- **Short problem**
Reproduce the text of the material below word for word, leaving out the pictures.

══ Provided records

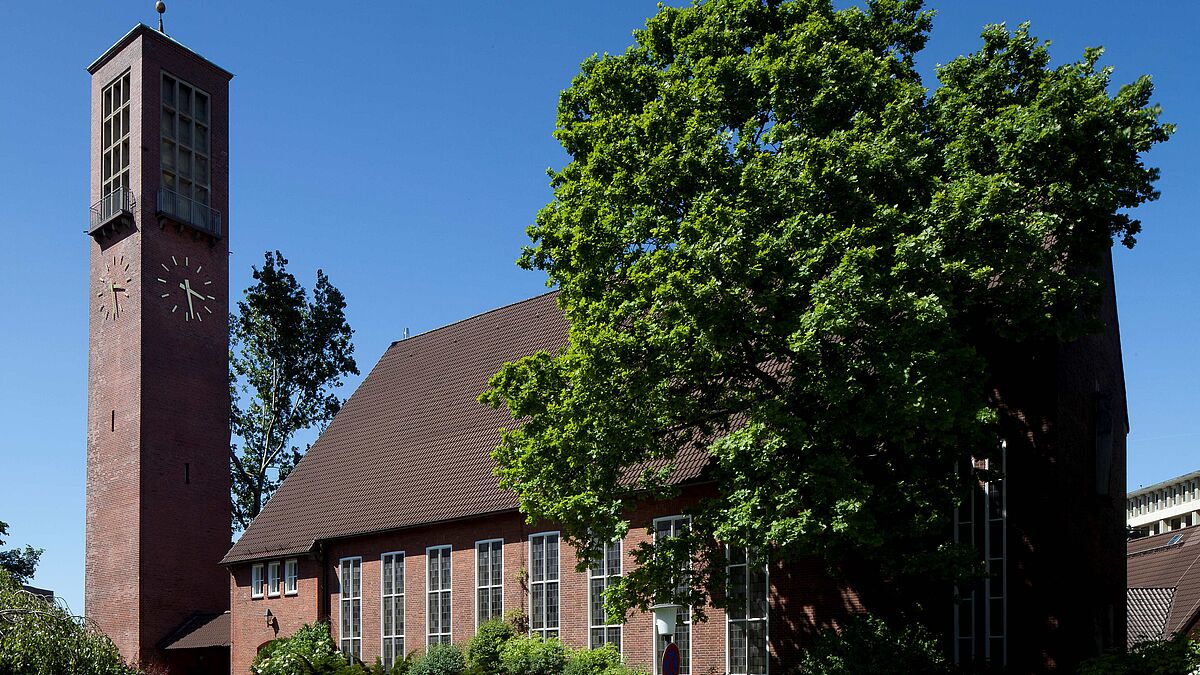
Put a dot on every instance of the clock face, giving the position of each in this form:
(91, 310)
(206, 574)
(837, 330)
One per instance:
(114, 287)
(186, 288)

════

- **Solution to this task**
Put a dot on every instance of the clock face, giving the position of each in this form:
(91, 310)
(206, 574)
(837, 330)
One per instance:
(114, 287)
(186, 288)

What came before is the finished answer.